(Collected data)
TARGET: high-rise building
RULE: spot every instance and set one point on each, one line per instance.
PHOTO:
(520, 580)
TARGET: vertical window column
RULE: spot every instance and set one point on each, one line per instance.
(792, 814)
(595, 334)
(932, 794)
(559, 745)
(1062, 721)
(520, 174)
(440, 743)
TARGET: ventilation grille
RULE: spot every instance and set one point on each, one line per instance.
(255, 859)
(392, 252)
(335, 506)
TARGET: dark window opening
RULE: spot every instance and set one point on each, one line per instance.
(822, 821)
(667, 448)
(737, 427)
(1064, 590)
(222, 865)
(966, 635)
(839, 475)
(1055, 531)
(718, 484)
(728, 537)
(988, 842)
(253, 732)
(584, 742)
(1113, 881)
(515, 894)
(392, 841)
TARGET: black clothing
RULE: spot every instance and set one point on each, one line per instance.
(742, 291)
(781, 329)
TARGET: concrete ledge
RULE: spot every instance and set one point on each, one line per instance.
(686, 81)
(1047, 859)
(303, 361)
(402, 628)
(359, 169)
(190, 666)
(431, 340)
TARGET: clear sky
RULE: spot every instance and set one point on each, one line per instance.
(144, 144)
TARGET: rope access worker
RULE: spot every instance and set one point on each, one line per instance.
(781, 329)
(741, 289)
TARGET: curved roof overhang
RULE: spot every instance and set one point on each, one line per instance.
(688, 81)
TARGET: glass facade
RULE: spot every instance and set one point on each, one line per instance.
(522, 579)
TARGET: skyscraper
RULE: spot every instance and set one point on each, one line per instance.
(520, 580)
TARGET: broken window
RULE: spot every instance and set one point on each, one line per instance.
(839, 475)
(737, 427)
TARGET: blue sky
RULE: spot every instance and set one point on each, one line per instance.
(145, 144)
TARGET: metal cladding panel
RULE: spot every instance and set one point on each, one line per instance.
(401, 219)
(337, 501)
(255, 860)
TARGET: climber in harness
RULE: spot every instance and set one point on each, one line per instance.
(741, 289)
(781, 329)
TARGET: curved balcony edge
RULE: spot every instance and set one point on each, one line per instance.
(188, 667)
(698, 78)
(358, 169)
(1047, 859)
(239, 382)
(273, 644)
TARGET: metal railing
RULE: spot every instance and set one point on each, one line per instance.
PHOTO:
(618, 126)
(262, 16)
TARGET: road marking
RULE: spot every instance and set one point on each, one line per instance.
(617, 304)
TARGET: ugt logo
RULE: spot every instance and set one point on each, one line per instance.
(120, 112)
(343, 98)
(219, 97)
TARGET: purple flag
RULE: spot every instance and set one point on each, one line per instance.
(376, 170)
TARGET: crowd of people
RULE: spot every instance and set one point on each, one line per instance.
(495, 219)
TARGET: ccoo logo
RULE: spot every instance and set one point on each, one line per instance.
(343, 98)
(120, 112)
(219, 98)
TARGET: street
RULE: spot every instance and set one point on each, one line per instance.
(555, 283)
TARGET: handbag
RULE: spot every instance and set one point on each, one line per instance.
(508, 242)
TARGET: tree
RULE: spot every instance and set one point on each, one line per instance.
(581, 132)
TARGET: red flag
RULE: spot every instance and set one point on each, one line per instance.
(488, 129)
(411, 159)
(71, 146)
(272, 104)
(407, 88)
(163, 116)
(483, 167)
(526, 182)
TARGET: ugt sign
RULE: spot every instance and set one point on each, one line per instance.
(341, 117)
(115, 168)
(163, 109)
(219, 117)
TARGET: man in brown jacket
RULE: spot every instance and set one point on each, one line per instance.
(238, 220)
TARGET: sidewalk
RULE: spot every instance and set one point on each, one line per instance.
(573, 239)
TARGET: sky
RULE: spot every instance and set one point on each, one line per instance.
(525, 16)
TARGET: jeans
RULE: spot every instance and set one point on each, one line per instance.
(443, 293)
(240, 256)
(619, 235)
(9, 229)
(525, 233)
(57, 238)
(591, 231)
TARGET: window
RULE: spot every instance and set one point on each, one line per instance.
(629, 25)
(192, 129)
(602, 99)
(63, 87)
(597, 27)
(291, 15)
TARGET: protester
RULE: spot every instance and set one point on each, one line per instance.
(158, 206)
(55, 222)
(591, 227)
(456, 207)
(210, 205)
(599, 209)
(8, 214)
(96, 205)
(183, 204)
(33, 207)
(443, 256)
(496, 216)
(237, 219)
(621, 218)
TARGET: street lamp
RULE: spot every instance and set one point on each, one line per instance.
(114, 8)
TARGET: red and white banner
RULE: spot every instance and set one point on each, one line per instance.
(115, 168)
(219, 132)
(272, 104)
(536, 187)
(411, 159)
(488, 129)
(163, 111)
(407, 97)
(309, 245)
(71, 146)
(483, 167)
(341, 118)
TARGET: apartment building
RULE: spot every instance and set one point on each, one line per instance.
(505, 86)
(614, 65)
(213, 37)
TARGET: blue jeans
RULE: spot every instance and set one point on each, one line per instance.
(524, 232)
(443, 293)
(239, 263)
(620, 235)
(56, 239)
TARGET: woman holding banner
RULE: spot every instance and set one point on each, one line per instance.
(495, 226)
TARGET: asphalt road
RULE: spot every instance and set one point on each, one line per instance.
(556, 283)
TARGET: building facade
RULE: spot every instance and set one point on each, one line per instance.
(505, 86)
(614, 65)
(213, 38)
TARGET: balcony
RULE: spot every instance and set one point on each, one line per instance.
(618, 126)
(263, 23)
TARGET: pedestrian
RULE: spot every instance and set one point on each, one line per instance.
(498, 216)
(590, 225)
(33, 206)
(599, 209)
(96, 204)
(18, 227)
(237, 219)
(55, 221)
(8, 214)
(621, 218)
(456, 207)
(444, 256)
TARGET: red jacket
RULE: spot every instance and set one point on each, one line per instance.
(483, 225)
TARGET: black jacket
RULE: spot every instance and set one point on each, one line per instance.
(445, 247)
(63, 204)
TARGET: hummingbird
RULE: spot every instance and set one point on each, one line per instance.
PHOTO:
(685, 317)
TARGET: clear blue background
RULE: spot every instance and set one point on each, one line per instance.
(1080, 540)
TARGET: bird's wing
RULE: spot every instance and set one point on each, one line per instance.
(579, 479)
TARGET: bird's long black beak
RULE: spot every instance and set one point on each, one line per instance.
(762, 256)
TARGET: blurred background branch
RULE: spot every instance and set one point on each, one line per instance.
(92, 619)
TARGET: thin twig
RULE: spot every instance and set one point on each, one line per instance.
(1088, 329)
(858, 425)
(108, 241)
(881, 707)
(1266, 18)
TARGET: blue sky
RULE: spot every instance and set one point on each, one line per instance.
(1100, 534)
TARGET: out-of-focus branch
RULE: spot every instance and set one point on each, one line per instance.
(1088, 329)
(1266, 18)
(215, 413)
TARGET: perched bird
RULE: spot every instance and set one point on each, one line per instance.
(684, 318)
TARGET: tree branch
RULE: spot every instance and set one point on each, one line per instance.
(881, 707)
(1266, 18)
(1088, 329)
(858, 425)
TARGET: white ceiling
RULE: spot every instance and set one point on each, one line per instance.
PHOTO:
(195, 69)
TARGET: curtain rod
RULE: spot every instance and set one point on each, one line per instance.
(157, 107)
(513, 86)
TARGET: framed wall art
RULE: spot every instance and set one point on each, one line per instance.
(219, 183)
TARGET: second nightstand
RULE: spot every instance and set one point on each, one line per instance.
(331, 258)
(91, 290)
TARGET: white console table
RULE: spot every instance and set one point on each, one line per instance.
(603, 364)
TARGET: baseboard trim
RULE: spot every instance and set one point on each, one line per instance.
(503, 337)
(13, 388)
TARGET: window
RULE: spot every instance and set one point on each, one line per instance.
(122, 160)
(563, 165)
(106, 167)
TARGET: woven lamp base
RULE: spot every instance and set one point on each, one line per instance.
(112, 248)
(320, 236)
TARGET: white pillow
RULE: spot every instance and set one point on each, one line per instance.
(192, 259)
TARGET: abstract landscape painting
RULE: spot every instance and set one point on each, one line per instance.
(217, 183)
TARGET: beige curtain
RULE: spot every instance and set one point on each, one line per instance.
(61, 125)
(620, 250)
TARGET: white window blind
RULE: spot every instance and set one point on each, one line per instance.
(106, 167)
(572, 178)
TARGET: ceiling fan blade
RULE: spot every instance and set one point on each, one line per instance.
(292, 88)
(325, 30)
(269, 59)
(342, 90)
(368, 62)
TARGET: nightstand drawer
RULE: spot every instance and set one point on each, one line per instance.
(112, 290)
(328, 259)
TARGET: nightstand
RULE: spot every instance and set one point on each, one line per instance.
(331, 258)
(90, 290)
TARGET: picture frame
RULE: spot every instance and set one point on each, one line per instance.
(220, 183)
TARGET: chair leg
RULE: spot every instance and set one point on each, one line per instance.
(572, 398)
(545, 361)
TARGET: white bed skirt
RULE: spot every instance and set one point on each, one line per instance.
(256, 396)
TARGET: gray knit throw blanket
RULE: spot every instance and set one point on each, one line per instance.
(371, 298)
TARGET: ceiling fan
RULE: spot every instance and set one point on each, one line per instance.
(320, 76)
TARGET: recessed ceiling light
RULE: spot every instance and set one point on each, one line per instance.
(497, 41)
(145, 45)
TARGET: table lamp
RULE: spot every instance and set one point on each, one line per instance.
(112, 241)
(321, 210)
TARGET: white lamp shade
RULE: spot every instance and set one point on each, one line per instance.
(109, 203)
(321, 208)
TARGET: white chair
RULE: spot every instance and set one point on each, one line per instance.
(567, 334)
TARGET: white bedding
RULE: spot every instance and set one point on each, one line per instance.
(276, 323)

## Directions for this task:
From the records above, transcribe without alteration every line from the one with "TARGET: jeans" to the one with "TARGET: protester", inclusive.

## Response to the exercise:
TARGET: jeans
RULE: spot every instance and set one point on each, one line per instance.
(443, 293)
(240, 256)
(619, 235)
(9, 229)
(525, 233)
(57, 238)
(591, 231)
TARGET: window
RULE: spot every instance and set one point on each, one line per instance.
(629, 25)
(192, 129)
(602, 99)
(63, 87)
(597, 27)
(291, 15)
TARGET: protester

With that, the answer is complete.